* **Source extract**:
____

05/12/2026
Join us at Public Trust for the release of Curating Engagement, a public conversation and book launch this Thursday from 5:30-7pm exploring how public engagement practices are transforming curatorial practice in Philadelphia and beyond. Born from a convening organized by Daniel Tucker, Aaron Levy, and Abigail Satinsky in 2025 addressing the challenges and opportunities facing cultural institutions today, this publication brings together the voices of over 50 curators, educators and artists working at the intersection of public engagement and curatorial practice. The event will feature contributors Phoebe Bachman, Joyce Chung, Aaron Levy, Julian Moore-Griffin, Marina McDougall, Umika Pathak, Megan Voeller, Damon Reaves, Daniel Tucker, and Linnea West in conversation. Presented with Wagner Foundation.
Edited by Aaron Levy, Abigail Satinsky, and Daniel Tucker, Curating Engagement emerges from a national field-building retreat hosted at Public Trust in Philadelphia in June 2025. Arriving at a moment shaped by federal funding cuts, declining museum attendance, and renewed questions of institutional relevance, the book brings together the conversations, frameworks, and practices of fifty practitioners working to rethink public engagement as stakes rise and margins narrow.
The volume opens with a panel facilitated by Satinsky featuring Damon Reaves, Head of Learning and Engagement at the National Gallery of Art; Sue Bell Yank, Executive Director of Clockshop; Risa Puleo, independent curator; and Risë Wilson, Executive Director of the Painted Bride Art Center. Together, they offer candid accounts of long-term projects navigating the boundary between institutional affiliation and community partnership—from museum-based co-creation to independent, site-based work. The conversation expands through contributions from Faheem Majeed, Maori Karmael Holmes, Ryan N. Dennis, Lisa Dent, and Brittany Webb, foregrounding questions of race, scale, sovereignty, and institutional accountability.

____

* **Extracted material**:
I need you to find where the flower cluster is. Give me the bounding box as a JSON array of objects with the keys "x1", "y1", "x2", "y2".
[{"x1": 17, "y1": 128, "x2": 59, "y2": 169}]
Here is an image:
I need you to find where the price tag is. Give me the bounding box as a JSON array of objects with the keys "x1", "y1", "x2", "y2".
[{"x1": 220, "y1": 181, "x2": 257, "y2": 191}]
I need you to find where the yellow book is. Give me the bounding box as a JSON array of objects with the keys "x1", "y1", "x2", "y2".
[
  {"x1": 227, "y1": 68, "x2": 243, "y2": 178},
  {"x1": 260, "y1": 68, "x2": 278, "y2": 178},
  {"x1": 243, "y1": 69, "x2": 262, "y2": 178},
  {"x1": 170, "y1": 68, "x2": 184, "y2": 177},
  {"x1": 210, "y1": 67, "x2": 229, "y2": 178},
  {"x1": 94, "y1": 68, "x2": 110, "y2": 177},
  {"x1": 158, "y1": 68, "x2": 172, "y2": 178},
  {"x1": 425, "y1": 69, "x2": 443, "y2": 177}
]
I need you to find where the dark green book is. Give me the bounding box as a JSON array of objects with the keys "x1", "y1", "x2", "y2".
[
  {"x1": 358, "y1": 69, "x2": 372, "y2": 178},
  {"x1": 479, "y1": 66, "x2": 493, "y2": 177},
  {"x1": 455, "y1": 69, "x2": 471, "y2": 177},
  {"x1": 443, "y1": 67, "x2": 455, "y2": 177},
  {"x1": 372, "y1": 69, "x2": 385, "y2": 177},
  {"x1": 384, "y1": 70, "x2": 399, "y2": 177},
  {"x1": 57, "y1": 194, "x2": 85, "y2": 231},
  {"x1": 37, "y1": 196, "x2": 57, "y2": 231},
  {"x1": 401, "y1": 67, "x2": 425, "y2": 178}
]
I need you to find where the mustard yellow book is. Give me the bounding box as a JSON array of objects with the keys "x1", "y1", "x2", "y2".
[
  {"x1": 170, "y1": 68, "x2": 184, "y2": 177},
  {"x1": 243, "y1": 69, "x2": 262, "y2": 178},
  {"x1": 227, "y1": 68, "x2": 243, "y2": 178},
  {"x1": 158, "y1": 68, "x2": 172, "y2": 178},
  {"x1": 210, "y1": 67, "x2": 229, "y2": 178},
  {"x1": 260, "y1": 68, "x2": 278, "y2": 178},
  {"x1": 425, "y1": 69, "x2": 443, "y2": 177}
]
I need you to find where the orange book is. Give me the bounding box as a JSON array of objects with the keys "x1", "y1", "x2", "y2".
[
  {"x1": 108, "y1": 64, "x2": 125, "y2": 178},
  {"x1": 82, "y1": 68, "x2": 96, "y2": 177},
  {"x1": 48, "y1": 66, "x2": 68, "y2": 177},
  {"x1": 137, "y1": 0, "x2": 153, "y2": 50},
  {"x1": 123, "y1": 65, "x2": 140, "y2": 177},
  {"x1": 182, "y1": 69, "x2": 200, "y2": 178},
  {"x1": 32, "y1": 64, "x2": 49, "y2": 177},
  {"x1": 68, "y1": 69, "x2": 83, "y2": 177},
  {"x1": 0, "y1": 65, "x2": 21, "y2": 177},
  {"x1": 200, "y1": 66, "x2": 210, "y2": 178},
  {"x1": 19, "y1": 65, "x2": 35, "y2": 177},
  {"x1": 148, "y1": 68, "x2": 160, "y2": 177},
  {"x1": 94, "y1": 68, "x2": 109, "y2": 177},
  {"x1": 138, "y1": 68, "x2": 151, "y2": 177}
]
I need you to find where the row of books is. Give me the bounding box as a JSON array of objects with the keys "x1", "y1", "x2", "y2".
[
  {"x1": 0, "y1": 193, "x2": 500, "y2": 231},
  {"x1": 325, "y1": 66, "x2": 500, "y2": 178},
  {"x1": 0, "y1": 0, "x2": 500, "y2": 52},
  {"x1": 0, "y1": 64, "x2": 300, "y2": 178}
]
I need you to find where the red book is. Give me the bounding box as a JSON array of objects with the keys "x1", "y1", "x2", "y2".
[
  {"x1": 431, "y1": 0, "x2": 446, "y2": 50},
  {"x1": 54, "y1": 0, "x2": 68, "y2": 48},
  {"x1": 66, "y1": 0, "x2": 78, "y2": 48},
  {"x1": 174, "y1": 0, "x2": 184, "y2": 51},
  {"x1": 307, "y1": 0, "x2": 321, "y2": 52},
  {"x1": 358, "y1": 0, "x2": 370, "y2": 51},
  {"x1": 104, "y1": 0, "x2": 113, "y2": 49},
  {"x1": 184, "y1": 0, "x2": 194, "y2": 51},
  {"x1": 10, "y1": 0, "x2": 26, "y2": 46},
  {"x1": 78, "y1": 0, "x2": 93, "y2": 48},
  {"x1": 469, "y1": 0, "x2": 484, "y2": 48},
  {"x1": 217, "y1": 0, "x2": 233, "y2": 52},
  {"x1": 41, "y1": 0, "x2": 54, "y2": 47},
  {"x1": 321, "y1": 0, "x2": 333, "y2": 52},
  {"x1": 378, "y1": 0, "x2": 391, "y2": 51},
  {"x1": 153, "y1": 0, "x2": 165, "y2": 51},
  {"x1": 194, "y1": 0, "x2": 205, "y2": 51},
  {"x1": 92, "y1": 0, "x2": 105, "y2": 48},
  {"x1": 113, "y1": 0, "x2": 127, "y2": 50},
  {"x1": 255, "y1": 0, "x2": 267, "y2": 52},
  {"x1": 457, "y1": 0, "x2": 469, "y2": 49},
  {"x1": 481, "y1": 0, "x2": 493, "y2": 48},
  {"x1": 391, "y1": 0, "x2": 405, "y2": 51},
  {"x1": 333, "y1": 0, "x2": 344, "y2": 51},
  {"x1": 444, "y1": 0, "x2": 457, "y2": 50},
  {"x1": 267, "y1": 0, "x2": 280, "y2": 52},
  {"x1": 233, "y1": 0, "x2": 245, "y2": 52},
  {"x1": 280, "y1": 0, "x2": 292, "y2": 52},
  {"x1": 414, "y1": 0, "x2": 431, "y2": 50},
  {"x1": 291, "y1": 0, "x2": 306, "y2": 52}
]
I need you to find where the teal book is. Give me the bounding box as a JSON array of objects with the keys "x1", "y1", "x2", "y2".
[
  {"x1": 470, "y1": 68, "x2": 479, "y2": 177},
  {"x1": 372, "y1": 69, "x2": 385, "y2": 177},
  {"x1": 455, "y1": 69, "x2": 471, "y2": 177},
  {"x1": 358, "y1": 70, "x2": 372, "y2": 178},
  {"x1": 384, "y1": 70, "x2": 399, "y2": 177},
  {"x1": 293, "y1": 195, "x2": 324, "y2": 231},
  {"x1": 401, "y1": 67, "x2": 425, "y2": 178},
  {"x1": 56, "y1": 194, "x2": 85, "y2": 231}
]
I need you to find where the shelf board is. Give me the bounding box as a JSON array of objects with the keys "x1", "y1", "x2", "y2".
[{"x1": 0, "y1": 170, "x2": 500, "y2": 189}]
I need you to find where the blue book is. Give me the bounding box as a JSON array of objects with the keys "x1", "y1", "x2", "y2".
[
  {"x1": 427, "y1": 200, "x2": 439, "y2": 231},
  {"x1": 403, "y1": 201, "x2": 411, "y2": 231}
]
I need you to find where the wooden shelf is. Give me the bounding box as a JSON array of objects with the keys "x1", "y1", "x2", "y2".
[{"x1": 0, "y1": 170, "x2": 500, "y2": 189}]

____

* **What to work on**:
Continue the book launch announcement from the point where it stops. These rows have no connection to the book launch announcement.

* **Final answer**:
At the center of the book are four facilitated small-group dialogues—“Alliances, Coalitions, and Solidarity” (Alliyah Allen), “Expertise, Leadership, and Organizations” (Rob Blackson), “Seasons, Sustainability, and Wellness” (Lu Zhang), and “Formality, Joy, and Ethics” (Brittany Webb)—which capture the field’s live, peer-driven thinking. Organized around tensions identified by participants, these exchanges preserve the candor, contradiction, and generative friction of collective inquiry into collaboration, power, care, and institutional life.
Five commissioned essays extend these concerns. Pablo Helguera maps the ecosystems of socially engaged practice; Ryan N. Dennis reflects on the shift from engagement to leadership; Ruth Erickson considers collective practice as interdependence; Megan Voeller examines curatorial work in academic medicine; and Risa Puleo theorizes curating as political practice in conditions of crisis.
The book concludes with three extended dialogues tracing long-term collaborations in practice: “Why Gather?”, an interview with Levy, Tucker, and Satinsky conducted by Jerome Reyes; “Gestures of Care,” on an ongoing partnership between Public Trust and The Colored Girls Museum led by Vashti DuBois; and “On Time and Ownership,” bringing together Rachel Wenrick, De'Wayne Drummond, and Charles Lomax to reflect on a decade-long, cross-sector housing and arts initiative in Philadelphia grounded in relationship-building, Black homeownership, and community-led development.